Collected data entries
○ ○ ○
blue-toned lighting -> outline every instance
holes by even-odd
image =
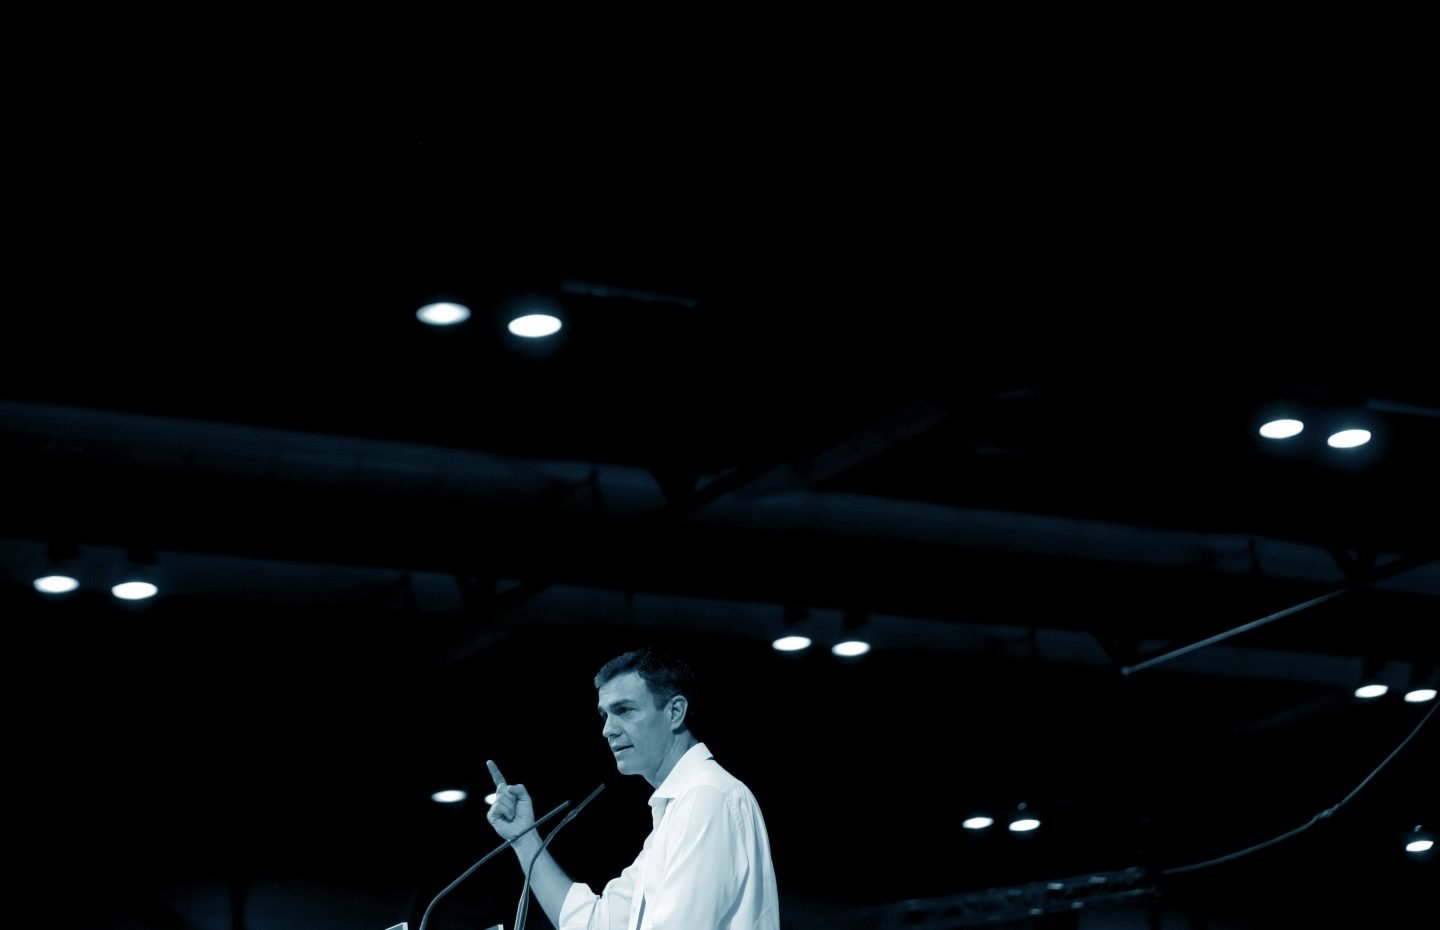
[[[1260,435],[1266,439],[1289,439],[1300,435],[1304,429],[1305,424],[1299,420],[1271,420],[1260,427]]]
[[[35,590],[44,594],[68,594],[80,587],[80,582],[69,575],[46,575],[35,579]]]
[[[440,301],[426,304],[415,311],[415,316],[419,318],[420,322],[428,323],[431,326],[454,326],[470,319],[470,308],[464,304]]]
[[[1325,444],[1332,449],[1353,449],[1356,446],[1363,446],[1370,441],[1368,429],[1342,429],[1337,433],[1331,433]]]
[[[110,589],[110,593],[122,601],[143,601],[154,597],[159,588],[148,581],[122,581]]]
[[[553,336],[560,331],[560,318],[549,313],[527,313],[511,320],[509,330],[526,339]]]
○ ○ ○
* **PROBLEM STATEMENT**
The output should consist of every entry above, printed exactly, with the images removed.

* **RESULT OF THIS TASK**
blue-toned lighting -> outline every instance
holes by even-odd
image =
[[[1260,435],[1266,439],[1289,439],[1300,435],[1304,429],[1305,424],[1299,420],[1271,420],[1260,427]]]
[[[35,590],[44,594],[68,594],[80,587],[80,582],[69,575],[46,575],[35,579]]]
[[[440,301],[426,304],[415,311],[415,316],[419,318],[420,322],[428,323],[431,326],[454,326],[470,319],[470,308],[464,304]]]
[[[1325,444],[1332,449],[1353,449],[1356,446],[1363,446],[1370,441],[1368,429],[1342,429],[1337,433],[1331,433]]]
[[[110,589],[110,593],[122,601],[143,601],[154,597],[159,588],[148,581],[122,581]]]
[[[553,336],[560,331],[560,318],[549,313],[527,313],[511,320],[509,330],[526,339]]]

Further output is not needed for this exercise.